Count the rows below that contain the word "orange", treating uppercase and lowercase as different, and reply with only the number.

═══

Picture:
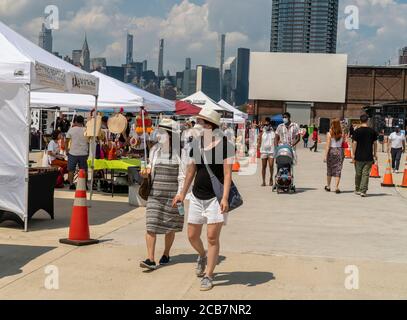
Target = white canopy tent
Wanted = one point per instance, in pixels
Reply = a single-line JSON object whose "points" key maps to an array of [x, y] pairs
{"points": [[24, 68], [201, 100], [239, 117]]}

═══

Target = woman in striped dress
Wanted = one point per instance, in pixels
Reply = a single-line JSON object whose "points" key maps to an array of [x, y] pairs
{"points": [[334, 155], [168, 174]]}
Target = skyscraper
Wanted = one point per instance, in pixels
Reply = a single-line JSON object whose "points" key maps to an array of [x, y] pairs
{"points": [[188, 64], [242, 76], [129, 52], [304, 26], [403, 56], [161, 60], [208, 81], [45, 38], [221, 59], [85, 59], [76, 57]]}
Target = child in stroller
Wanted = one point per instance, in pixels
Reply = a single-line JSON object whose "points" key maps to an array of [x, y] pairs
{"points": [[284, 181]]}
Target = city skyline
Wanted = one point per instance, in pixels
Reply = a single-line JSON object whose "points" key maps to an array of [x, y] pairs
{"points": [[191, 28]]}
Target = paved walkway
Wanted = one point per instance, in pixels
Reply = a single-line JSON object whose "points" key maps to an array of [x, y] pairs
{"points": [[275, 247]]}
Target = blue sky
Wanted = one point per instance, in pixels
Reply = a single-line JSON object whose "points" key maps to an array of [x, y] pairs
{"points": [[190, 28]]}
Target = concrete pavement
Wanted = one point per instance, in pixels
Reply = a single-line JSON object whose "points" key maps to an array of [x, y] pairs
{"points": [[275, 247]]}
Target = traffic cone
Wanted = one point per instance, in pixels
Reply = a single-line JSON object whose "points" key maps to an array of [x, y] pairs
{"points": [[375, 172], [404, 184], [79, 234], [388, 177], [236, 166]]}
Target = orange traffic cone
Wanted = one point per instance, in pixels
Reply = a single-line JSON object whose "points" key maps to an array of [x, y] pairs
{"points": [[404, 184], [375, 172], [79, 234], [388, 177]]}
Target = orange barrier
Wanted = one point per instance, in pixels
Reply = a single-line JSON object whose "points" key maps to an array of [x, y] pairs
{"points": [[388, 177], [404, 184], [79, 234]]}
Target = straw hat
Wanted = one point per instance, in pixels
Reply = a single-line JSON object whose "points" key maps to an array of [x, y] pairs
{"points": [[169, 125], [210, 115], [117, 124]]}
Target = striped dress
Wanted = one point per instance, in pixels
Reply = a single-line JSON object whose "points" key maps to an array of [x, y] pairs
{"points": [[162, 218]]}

═══

> Solution for this problem
2